[WHAT THE TASK ASKS]
Every line containing the word "blue" is to be copied from the data below.

Records from a collection:
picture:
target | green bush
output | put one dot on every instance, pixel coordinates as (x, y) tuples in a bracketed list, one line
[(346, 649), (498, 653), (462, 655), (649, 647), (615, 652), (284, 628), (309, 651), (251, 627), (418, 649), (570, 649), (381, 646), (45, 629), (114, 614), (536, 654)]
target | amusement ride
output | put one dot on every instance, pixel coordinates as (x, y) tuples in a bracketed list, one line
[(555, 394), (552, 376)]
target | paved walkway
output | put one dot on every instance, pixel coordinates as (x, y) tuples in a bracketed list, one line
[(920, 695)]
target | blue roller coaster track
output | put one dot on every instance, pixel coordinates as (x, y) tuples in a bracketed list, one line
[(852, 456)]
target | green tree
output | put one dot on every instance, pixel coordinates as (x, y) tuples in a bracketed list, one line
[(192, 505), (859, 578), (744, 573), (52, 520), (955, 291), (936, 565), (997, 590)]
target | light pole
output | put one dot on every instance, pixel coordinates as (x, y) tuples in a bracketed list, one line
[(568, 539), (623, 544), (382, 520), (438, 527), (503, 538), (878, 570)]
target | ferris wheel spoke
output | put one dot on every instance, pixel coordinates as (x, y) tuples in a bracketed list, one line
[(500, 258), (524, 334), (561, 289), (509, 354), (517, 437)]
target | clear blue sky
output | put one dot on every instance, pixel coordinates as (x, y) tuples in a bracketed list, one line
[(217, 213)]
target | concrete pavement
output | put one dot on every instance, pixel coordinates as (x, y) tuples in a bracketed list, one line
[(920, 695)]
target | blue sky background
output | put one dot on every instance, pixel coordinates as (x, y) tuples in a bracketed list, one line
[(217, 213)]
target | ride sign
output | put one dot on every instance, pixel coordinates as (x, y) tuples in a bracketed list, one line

[OUTPUT BELOW]
target | blue roller coaster track
target | clear blue sky
target | blue sky background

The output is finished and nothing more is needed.